Records provided
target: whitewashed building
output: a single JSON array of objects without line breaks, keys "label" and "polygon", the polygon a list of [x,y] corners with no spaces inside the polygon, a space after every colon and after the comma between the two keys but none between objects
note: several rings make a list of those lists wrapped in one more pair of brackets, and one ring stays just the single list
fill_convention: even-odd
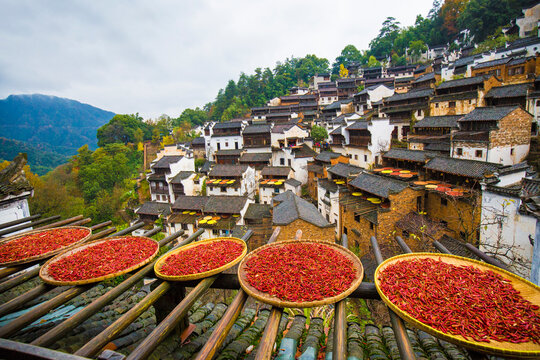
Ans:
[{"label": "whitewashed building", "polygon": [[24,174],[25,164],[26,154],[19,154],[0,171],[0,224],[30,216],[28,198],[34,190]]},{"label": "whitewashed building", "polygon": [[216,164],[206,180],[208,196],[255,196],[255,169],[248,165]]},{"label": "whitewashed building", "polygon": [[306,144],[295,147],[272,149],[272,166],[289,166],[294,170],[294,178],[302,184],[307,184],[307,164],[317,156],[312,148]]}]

Task goal
From the listing above, print every entry precisely and drop the pictures.

Task answer
target: whitewashed building
output: a single JSON array of objects without line breaks, keys "label" and "polygon", the polygon a list of [x,y] corners with no spaces inside the polygon, a space after every colon and after the comma between the two keys but none between objects
note: several rings make a list of those lists wrapped in one more pair of brackets, and one ring stays just the single list
fill_convention: even-odd
Ans:
[{"label": "whitewashed building", "polygon": [[24,174],[25,164],[26,154],[19,154],[0,171],[0,224],[30,216],[28,198],[34,190]]},{"label": "whitewashed building", "polygon": [[216,164],[206,180],[208,196],[255,196],[255,169],[248,165]]},{"label": "whitewashed building", "polygon": [[306,144],[295,147],[272,149],[272,166],[289,166],[294,170],[294,178],[302,184],[307,184],[307,164],[317,156],[312,148]]}]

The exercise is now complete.